BEGIN Document excerpt

Kansas (and the Midwest) FTW
I went to junior high and high school in Omaha, and then college at the University of Northern Iowa. I’ve lived a lot of places but I lived in the Midwest the longest. Omaha was a great place for a teenager in the 1990s—we roamed the city, went to all ages punk shows, tried on a bohemian life in what was the only urban space for hundreds and hundreds of miles.
Nebraska has long voted Republican but there was a different feeling to politics there. Unlike the South, in Omaha there was a sense of pragmatism, a collective pulling together as we found ourselves in an island city, one that felt especially isolated once winter set in and the elements could be deadly. Our relatives in the South would shudder at our stories of school canceled, not for snow, but for wind chills 60 below.
A couple of weeks ago, as I read the news of Kansas voters rejecting the constitutional amendment that would have allowed for more abortion bans in the state, I was reminded of this feeling. Even though the state is reliably Republican, voters overwhelmingly voted in favor of protecting abortion rights. The results from Kansas ensure that abortion access will be a major issue in the campaigning and debates ahead of midterm elections in November.
In South Carolina, the State House and the State Senate are both having committee meetings this week on the abortion bans. The House Judicial affairs committee meeting is happening as I write this on Tuesday morning, and the State Senate Medical Affairs committee meets tomorrow. Although the majority of South Carolinians support protecting abortion rights, I’m worried the bills will advance out of committee and we’ll be one step closer to draconian bans that not only threaten our bodily autonomy but our rights to free speech and travel as well.

END Document excerpt
BEGIN Raw data

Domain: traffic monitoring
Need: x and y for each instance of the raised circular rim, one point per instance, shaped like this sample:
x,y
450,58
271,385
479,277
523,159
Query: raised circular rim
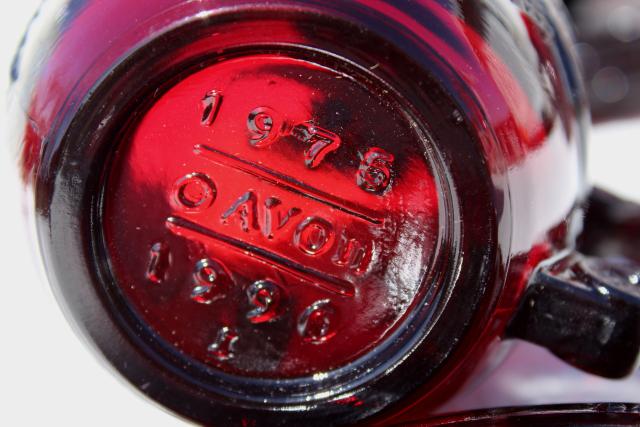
x,y
61,214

END Raw data

* [What you have to do]
Using the post about the Kansas vote, decide whether each statement agrees with it. Answer yes or no for each, and quote the words that settle it. (a) The writer attended college at the University of Northern Iowa. (b) Stories of school in Omaha being canceled for snow made relatives in the South shudder. (c) The South Carolina State Senate Medical Affairs committee is meeting on Tuesday morning.

* [Task result]
(a) Yes: "and then college at the University of Northern Iowa."
(b) No: "school canceled, not for snow, but for wind chills 60 below."
(c) No: "The House Judicial affairs committee meeting is happening as I write this on Tuesday morning, and the State Senate Medical Affairs committee meets tomorrow."